> [HOW TO COMPLETE THIS TASK]:
Below are the records; print them all without any alteration.

Point localization data
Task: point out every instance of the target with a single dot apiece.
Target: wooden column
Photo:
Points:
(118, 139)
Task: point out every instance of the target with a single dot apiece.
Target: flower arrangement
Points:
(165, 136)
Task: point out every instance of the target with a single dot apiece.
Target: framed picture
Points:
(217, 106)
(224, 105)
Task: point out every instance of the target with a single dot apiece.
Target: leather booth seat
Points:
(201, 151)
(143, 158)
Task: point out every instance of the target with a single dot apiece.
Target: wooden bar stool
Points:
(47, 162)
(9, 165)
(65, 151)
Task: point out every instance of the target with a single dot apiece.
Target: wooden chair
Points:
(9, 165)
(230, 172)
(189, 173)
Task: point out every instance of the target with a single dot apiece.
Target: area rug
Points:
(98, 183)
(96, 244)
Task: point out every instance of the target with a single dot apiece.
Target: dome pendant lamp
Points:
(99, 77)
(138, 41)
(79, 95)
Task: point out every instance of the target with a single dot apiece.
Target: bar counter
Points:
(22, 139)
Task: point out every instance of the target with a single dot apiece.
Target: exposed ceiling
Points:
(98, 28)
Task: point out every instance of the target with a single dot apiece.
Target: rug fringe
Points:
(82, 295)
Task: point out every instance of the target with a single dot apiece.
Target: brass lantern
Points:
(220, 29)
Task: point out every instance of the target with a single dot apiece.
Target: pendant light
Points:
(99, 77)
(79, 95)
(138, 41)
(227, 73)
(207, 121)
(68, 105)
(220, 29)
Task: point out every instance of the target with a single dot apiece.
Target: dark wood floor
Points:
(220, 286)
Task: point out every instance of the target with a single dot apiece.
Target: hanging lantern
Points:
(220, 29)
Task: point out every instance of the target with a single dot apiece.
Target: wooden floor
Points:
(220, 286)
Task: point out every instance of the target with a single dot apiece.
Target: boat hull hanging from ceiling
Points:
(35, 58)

> [ANSWER SPACE]:
Task: point out every instance of the target with a single dot apiece.
Target: wooden column
Photo:
Points:
(118, 139)
Task: point out every instance of the target with a single dot apiece.
Target: flower arrangement
Points:
(165, 136)
Task: point out every instance of the target with a single dot apiece.
Target: framed picture
Points:
(217, 106)
(224, 105)
Task: point out every instance of the target with a single dot apiece.
Target: leather booth seat
Points:
(201, 151)
(143, 158)
Task: point out every instance of the target with a single dot apiece.
Target: wooden bar stool
Points:
(47, 162)
(9, 165)
(65, 151)
Task: point out every instance of the target with a single dot apiece.
Target: wooden chair
Points:
(9, 165)
(230, 172)
(189, 173)
Task: point out every instance of the target with a single dot apiece.
Target: area rug
Points:
(98, 183)
(96, 244)
Task: point out every instance of the target with a single dot apiece.
Target: dome pendant lamp
Points:
(99, 77)
(138, 41)
(79, 95)
Task: point out every instance of the target with a single dot apiece.
Target: bar counter
Points:
(22, 139)
Task: point out every instance of the target with a single dot apiece.
Target: exposed ceiling
Points:
(98, 28)
Task: point out every instance of the target with a single dot apiece.
Target: rug fringe
Points:
(82, 295)
Task: point out every instance of the target with a single dot apiece.
Target: brass lantern
Points:
(220, 29)
Task: point out every instance of the target with a single dot apiece.
Target: pendant light
Points:
(99, 77)
(79, 95)
(138, 41)
(227, 73)
(207, 121)
(68, 105)
(220, 29)
Task: point out every instance of the target with a single dot apiece.
Target: dark wood floor
Points:
(220, 286)
Task: point out every instance of the target with a single dot apiece.
Target: hanging lantern
Points:
(220, 29)
Task: point out every instance of the target with a single dot apiece.
Target: wooden floor
Points:
(220, 286)
Task: point out every instance of the target with a single dot apiece.
Target: boat hull hanging from ceiling
Points:
(35, 58)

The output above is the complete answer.